__CHALLENGE__.
In the records below, swap every occurrence of "biggest circle" for "largest circle" and reproduce everything else unchanged.

Pointing records
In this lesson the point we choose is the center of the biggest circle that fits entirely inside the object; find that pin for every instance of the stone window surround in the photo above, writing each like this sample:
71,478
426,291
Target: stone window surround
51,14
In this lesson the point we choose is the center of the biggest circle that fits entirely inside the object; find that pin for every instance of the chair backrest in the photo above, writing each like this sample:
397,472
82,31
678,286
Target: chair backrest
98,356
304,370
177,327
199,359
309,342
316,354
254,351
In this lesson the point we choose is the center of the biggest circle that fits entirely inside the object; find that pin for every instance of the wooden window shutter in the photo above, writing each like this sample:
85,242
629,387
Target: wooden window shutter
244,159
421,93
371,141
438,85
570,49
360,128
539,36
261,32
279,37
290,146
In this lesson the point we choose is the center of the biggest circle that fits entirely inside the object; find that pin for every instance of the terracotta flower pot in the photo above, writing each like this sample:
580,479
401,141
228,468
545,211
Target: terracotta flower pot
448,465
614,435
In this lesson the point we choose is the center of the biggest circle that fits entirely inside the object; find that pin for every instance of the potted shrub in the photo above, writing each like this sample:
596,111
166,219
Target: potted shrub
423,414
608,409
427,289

__WRITTEN RESPONSE__.
In this lesson the point we choose is the center of the largest circle that fits entirely inside the object; find that pin for every instance of the stone window surround in the photo above, writing each like this sample:
71,478
426,291
Target: stone window surround
51,14
In this lesson the point we choose is the center of the largest circle that fits entirely inside the object; find that pin for every instance of the chair backrest in the photo above, writing each like this sample:
397,472
82,31
678,286
Target: chair backrest
98,356
304,370
177,327
199,359
309,342
316,354
254,351
In this lesson the point we choose is the center of the largest circle that fits entirely inside the object; find that pin for every instance of the wooden window shutter in the photo above, writing each like this sample:
85,242
629,387
Target: wooden window shutter
244,159
421,93
371,141
438,85
570,49
360,128
539,36
261,32
279,37
290,146
In this lesson the point we choose is the center of the largest circle that fits entirely inside the object; find that pin for every instance of the terracotta flower pot in the photo above, writing each like this sample:
580,479
401,141
228,468
545,211
Target: terracotta flower pot
448,465
614,435
In this lesson the point we choose is the center of the largest circle that fits entirely inside the object; find that pin for every instance of the potted shrub in the photo above, writing each like this sample:
596,111
166,219
Target: potted shrub
423,414
608,409
427,289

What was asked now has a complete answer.